Records
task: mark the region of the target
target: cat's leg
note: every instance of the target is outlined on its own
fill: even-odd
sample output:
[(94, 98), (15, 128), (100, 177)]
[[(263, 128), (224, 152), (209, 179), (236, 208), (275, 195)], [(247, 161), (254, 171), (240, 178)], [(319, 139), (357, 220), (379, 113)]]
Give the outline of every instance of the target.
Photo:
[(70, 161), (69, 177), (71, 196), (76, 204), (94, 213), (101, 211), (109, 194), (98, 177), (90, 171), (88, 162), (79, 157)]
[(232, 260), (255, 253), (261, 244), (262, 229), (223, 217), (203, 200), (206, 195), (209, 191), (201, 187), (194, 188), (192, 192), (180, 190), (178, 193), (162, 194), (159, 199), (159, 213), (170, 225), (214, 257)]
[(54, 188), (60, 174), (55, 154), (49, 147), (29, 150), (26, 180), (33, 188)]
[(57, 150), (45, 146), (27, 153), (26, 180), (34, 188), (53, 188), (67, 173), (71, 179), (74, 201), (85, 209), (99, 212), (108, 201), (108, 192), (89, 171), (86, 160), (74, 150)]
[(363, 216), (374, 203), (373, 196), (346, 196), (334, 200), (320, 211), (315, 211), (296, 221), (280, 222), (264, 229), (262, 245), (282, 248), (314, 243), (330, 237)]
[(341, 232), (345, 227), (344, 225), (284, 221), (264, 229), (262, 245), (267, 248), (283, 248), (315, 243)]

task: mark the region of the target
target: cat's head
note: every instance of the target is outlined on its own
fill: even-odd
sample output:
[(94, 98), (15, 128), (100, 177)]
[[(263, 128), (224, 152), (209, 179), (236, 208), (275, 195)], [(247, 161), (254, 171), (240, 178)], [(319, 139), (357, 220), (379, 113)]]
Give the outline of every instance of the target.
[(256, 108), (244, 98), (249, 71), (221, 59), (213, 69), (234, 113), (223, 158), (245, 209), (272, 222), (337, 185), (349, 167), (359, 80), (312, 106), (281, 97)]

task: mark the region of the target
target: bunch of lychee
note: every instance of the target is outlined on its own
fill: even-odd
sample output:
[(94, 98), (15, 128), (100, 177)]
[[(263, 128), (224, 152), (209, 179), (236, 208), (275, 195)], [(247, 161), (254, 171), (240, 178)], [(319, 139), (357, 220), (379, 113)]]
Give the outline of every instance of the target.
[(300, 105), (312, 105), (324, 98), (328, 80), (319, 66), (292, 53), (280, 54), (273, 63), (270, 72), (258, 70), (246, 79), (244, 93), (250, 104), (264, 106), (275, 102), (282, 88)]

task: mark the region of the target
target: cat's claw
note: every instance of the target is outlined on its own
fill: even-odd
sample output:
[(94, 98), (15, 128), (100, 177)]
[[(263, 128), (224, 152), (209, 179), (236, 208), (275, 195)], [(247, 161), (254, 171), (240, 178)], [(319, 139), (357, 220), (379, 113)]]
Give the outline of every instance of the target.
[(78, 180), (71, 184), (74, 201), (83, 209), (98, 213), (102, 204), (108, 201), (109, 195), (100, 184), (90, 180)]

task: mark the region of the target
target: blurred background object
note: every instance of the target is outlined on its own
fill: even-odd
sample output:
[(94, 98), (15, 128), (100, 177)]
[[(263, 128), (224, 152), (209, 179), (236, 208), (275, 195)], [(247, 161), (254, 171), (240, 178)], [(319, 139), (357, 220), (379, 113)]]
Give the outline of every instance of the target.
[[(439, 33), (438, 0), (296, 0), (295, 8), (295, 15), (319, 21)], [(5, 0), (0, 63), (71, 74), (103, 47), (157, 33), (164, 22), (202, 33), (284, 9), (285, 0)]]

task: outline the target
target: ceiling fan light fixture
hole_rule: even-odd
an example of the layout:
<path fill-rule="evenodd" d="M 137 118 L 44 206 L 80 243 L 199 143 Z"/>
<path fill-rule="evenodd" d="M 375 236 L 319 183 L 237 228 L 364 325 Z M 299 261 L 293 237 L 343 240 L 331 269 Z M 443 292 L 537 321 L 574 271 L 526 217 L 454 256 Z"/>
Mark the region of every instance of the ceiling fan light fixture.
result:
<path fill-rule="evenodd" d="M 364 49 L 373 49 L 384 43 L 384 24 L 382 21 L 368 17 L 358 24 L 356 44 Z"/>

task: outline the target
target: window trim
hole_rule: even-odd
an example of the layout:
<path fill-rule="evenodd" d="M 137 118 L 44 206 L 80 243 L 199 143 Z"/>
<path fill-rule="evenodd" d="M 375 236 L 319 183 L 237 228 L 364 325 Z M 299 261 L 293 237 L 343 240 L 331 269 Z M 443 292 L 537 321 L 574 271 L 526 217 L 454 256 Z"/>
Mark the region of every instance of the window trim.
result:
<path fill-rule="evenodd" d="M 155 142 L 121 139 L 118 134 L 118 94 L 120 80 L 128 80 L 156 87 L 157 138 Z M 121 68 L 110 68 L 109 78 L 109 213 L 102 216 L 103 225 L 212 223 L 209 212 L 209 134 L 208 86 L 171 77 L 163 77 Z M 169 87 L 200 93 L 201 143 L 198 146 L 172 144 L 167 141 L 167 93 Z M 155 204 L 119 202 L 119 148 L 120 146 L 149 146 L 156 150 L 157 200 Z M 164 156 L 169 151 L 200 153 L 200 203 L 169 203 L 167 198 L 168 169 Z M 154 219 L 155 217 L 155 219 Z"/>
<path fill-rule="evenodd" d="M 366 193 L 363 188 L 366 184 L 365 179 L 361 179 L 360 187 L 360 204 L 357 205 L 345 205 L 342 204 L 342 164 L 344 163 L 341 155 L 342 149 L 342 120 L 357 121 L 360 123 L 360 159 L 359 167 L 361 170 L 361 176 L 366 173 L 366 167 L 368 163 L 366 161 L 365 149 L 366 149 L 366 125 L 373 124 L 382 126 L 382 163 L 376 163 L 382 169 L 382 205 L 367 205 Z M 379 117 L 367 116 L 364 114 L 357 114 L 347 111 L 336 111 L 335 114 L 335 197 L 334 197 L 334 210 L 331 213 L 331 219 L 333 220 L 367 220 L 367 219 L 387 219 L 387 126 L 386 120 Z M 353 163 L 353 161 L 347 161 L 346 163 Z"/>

Task to carry out
Retype the listing exactly, in full.

Result of this task
task: mark the region of the target
target: cat's leg
note: every instance of the target is outlined on its own
fill: even-odd
sample output:
[(94, 98), (15, 128), (100, 177)]
[[(263, 128), (224, 152), (209, 179), (236, 208), (275, 195)], [(247, 161), (254, 171), (240, 178)], [(319, 139), (357, 220), (379, 113)]]
Give the outline of every instance of the target.
Photo:
[(70, 161), (69, 177), (71, 196), (76, 204), (94, 213), (101, 211), (109, 194), (98, 177), (90, 171), (88, 162), (79, 157)]
[(232, 260), (255, 253), (261, 244), (262, 229), (223, 217), (203, 200), (206, 195), (209, 191), (201, 187), (194, 188), (192, 192), (180, 190), (178, 193), (162, 194), (159, 199), (159, 213), (170, 225), (214, 257)]
[(54, 188), (60, 174), (55, 154), (49, 147), (29, 150), (26, 180), (33, 188)]
[(57, 150), (45, 146), (27, 153), (26, 180), (34, 188), (53, 188), (67, 173), (71, 179), (74, 201), (85, 209), (99, 212), (108, 201), (108, 192), (89, 171), (86, 160), (74, 150)]
[(363, 216), (374, 203), (373, 196), (346, 196), (334, 200), (320, 211), (315, 211), (296, 221), (280, 222), (264, 229), (262, 245), (282, 248), (314, 243), (330, 237)]
[(341, 232), (345, 227), (344, 225), (284, 221), (264, 229), (262, 245), (267, 248), (283, 248), (315, 243)]

task: mark the region of the target
target: cat's head
note: every instance of the target is outlined on its own
fill: even-odd
sample output:
[(94, 98), (15, 128), (100, 177)]
[[(263, 128), (224, 152), (209, 179), (236, 208), (275, 195)], [(247, 161), (254, 171), (240, 178)], [(319, 139), (357, 220), (379, 113)]]
Give the outline of every instance of the target.
[(256, 108), (244, 98), (249, 71), (221, 59), (213, 69), (234, 113), (223, 158), (245, 209), (272, 222), (337, 185), (349, 167), (359, 80), (312, 106), (281, 97)]

task: mark the region of the target
target: bunch of lychee
note: every instance of the target is outlined on its own
fill: even-odd
sample output:
[(94, 98), (15, 128), (100, 177)]
[[(263, 128), (224, 152), (209, 179), (236, 208), (275, 195)], [(247, 161), (254, 171), (240, 178)], [(319, 139), (357, 220), (379, 113)]]
Give the outline of every instance of the target.
[(300, 105), (312, 105), (324, 98), (328, 80), (319, 66), (292, 53), (280, 54), (273, 63), (270, 72), (258, 70), (246, 79), (244, 93), (250, 104), (264, 106), (275, 102), (282, 88)]

task: mark the region of the target
target: cat's claw
note: every instance of the target is outlined on its own
fill: even-odd
sample output:
[(94, 98), (15, 128), (100, 177)]
[[(263, 128), (224, 152), (209, 179), (236, 208), (275, 195)], [(247, 161), (254, 171), (240, 178)], [(319, 139), (357, 220), (379, 113)]]
Give the outline of every instance of the target.
[(78, 180), (71, 184), (74, 201), (83, 209), (98, 213), (102, 204), (108, 201), (109, 195), (100, 184), (90, 180)]

task: mark the region of the target
target: blurred background object
note: every instance of the target is outlined on its own
fill: even-odd
sample output:
[(94, 98), (15, 128), (100, 177)]
[[(263, 128), (224, 152), (209, 179), (236, 208), (275, 195)], [(247, 161), (254, 171), (240, 178)], [(319, 139), (357, 220), (379, 113)]]
Give the outline of every instance of the target.
[[(439, 33), (438, 0), (296, 0), (295, 8), (295, 15), (319, 21)], [(5, 0), (0, 63), (71, 74), (103, 47), (157, 33), (164, 22), (202, 33), (284, 9), (285, 0)]]

task: outline the target
target: ceiling fan light fixture
hole_rule: even-odd
an example of the layout:
<path fill-rule="evenodd" d="M 137 118 L 44 206 L 80 243 L 199 143 Z"/>
<path fill-rule="evenodd" d="M 375 236 L 319 183 L 237 228 L 364 325 Z M 299 261 L 293 237 L 343 240 L 331 269 Z M 443 292 L 537 321 L 574 271 L 526 217 L 454 256 Z"/>
Mark the region of every instance of the ceiling fan light fixture.
result:
<path fill-rule="evenodd" d="M 364 49 L 373 49 L 384 43 L 384 24 L 382 21 L 368 17 L 358 24 L 356 44 Z"/>

task: outline the target
target: window trim
hole_rule: even-odd
an example of the layout:
<path fill-rule="evenodd" d="M 137 118 L 44 206 L 80 243 L 199 143 Z"/>
<path fill-rule="evenodd" d="M 375 236 L 319 183 L 237 228 L 364 325 Z M 299 261 L 293 237 L 343 240 L 331 269 Z M 443 292 L 537 321 L 574 271 L 526 217 L 454 256 Z"/>
Mark the region of every instance of the window trim.
result:
<path fill-rule="evenodd" d="M 155 142 L 121 139 L 118 134 L 118 94 L 120 80 L 128 80 L 156 87 L 157 138 Z M 121 68 L 110 68 L 109 78 L 109 213 L 102 216 L 103 225 L 212 223 L 209 212 L 209 134 L 208 86 L 171 77 L 163 77 Z M 169 87 L 200 93 L 201 143 L 198 146 L 172 144 L 167 141 L 167 93 Z M 155 204 L 119 202 L 119 148 L 120 146 L 149 146 L 156 150 L 157 200 Z M 164 156 L 169 151 L 200 153 L 200 203 L 169 203 L 167 198 L 168 169 Z M 154 219 L 155 217 L 155 219 Z"/>
<path fill-rule="evenodd" d="M 366 193 L 363 188 L 366 184 L 365 179 L 361 179 L 360 187 L 360 204 L 357 205 L 345 205 L 342 204 L 342 164 L 344 163 L 341 155 L 342 149 L 342 120 L 357 121 L 360 123 L 360 159 L 359 167 L 361 170 L 361 176 L 366 173 L 366 167 L 368 163 L 366 161 L 365 149 L 366 149 L 366 125 L 373 124 L 382 126 L 382 163 L 376 163 L 382 169 L 382 205 L 367 205 Z M 379 117 L 367 116 L 364 114 L 357 114 L 347 111 L 336 111 L 335 114 L 335 197 L 334 197 L 334 210 L 331 213 L 331 219 L 333 220 L 367 220 L 367 219 L 387 219 L 387 126 L 386 120 Z M 353 163 L 353 161 L 347 161 L 346 163 Z"/>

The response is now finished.